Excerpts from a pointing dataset
--------------------------------------------------

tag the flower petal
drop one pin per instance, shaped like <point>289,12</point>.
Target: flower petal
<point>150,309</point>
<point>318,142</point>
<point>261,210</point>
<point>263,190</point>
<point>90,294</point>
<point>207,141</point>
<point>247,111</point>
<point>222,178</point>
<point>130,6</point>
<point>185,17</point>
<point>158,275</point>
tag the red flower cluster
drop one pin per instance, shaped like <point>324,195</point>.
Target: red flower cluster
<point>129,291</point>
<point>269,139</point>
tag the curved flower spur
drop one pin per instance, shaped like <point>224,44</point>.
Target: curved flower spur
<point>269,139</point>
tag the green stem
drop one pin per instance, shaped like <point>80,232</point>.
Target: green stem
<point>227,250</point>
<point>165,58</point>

--------------------------------------------------

## Set task:
Print all of the records above again, line for line, without changing anything.

## Answer to this problem:
tag the flower petal
drop one pin per instance, shaped like <point>289,12</point>.
Target: flower petal
<point>150,309</point>
<point>318,142</point>
<point>261,210</point>
<point>263,190</point>
<point>90,294</point>
<point>207,141</point>
<point>247,111</point>
<point>222,178</point>
<point>130,6</point>
<point>185,17</point>
<point>158,275</point>
tag the red flower cluster
drop one pin per instance, shaped like <point>324,195</point>.
Target: red flower cluster
<point>129,291</point>
<point>269,139</point>
tag the curved flower spur
drop one pin per instance, shaped like <point>224,44</point>.
Target: curved flower spur
<point>269,139</point>
tag the green stem
drop one pin per instance, shaped like <point>80,232</point>.
Target: green stem
<point>227,250</point>
<point>165,58</point>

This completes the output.